Sfratto al chiosco, ma c’è chi fa la figura del babbeo

busto chiosco san giovanni

Siamo di fronte a un intreccio tra burocrazia e politica, incapaci di risolvere un problema che esse stesse hanno creato e che, per paradosso, rivela la debolezza degli apparati pubblici anche nella pragmatica e determinata Busto Arsizio. Oggetto del contendere: il chiosco istallato in piazza San Giovanni, cuore pulsante della città, davanti all’omonima, baroccheggiante basilica. Non proprio il miglior biglietto da visita, con ombrelloni e tavolini che richiamano il litorale romagnolo, non certo l’austerità e, per alcuni aspetti, la particolare atmosfera che si respira osservando il contesto urbano e artistico del luogo nella normalità.

Vero, siamo in estate, all’indomani del pesante lockdown; per questo bisognerebbe essere più tolleranti. Infatti, l’amministrazione civica è stata giustamente di manica larga con i gestori di bar e locali, concedendo loro di occupare spazi comuni su strade, piazze e marciapiedi, per recuperare i mesi di inattività a causa del Covid. Così, anche in piazza San Giovanni, il titolare di un bar che ha sede proprio lì, ha chiesto di allargarsi occupando suolo pubblico. Domanda approvata dagli uffici un po’ alla carlona, di tutta fretta, senza le necessarie verifiche e con immediata e piccata reazione di sindaco e assessori, all’oscuro di tutto. Immediato quanto già tardivo diniego: il gestore aveva subito preso possesso del posto, arredandolo (si fa per dire) con un bar semovente e con l’apparato necessario per ospitare gli avventori. Uno spettacolo da far accapponare la pelle ai puristi. E alla gente di buon senso. Apriti cielo: “Da lì quel coso deve sparire” pare sia stato l’ordine impartito dal sindaco Emanuele Antonelli.

# Compiti da svolgere
#1 Riscriva il passo dell'articolo sul chiosco che comincia con le parole "busto chiosco san" e termina dopo "luogo nella normalità.", sostituendo "chiosco" con "padiglione".
#2 Prosegua l'articolo sul chiosco di piazza San Giovanni a partire dalla sua ultima frase.

# Materiale fornito
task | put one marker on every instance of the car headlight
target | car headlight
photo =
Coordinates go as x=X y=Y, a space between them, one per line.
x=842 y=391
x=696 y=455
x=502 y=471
--
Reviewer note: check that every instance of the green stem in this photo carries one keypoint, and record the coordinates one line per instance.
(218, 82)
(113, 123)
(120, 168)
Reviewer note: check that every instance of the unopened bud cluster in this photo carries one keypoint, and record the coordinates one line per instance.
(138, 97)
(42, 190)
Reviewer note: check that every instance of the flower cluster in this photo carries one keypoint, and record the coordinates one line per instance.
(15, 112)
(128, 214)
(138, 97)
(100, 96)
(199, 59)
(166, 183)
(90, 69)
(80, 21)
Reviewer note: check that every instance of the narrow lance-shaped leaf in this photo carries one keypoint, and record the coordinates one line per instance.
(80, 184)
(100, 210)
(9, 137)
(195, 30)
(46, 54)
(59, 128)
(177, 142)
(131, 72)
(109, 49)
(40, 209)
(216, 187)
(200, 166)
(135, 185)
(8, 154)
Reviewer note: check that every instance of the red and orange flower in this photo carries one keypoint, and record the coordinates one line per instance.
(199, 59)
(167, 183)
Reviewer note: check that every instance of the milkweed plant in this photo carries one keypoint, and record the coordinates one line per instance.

# Risultati dei compiti
#1
busto padiglione san giovanni

Siamo di fronte a un intreccio tra burocrazia e politica, incapaci di risolvere un problema che esse stesse hanno creato e che, per paradosso, rivela la debolezza degli apparati pubblici anche nella pragmatica e determinata Busto Arsizio. Oggetto del contendere: il padiglione istallato in piazza San Giovanni, cuore pulsante della città, davanti all’omonima, baroccheggiante basilica. Non proprio il miglior biglietto da visita, con ombrelloni e tavolini che richiamano il litorale romagnolo, non certo l’austerità e, per alcuni aspetti, la particolare atmosfera che si respira osservando il contesto urbano e artistico del luogo nella normalità.

#2
Tolleranti sì, fresconi no. La macchina amministrativa si è subito messa in moto, più o meno tre settimane fa. Però senza cavare un ragno dal buco, fino a questo momento. Il bar en plein air è ancora lì, nonostante ordinanze, tentativi di accordi bonari, multe, verbali, minacce giudiziarie e chi più ne ha più ne metta. Con un intoppo ulteriore: il corto circuito tra enti, che non riescono a mettersi d’accordo su chi deve e come intervenire per sfrattare a forza l’ingombrante e imbarazzante chiosco. Comune, polizia locale e Agesp, comparto strumentali, si palleggiano le competenze. Paura di contenziosi o soltanto normativa farraginosa e, come sempre nel nostro Paese, interpretabile secondo convenienze per scansare le responsabilità? Sia come sia, il risultato, al di là dell’intreccio richiamato nell’incipit, è un colossale pasticcio. Di quelli che fanno scuotere la testa ai comuni mortali e pongono seri dubbi sull’affidabilità del “pubblico”.

Anche quando, come in questo caso, dato per scontato l’errore iniziale (il via libera del Comune sarebbe contenuto in una mail nelle mani del gestore), ci si trova di fronte a una questione di decoro urbano, di serietà di una città che non può essere confusa con Riccione o Varazze. Benché vi siano ragioni sanitarie, sociali ed economiche che ne giustificano gli eccessi, mai l’impotenza di un esecutivo municipale di fronte alla burocrazia e ai guai che crea e non sa risolvere. Soprattutto quando si vende con il marchio del decisionismo e invece, come in questo caso, fa la figura del babbeo.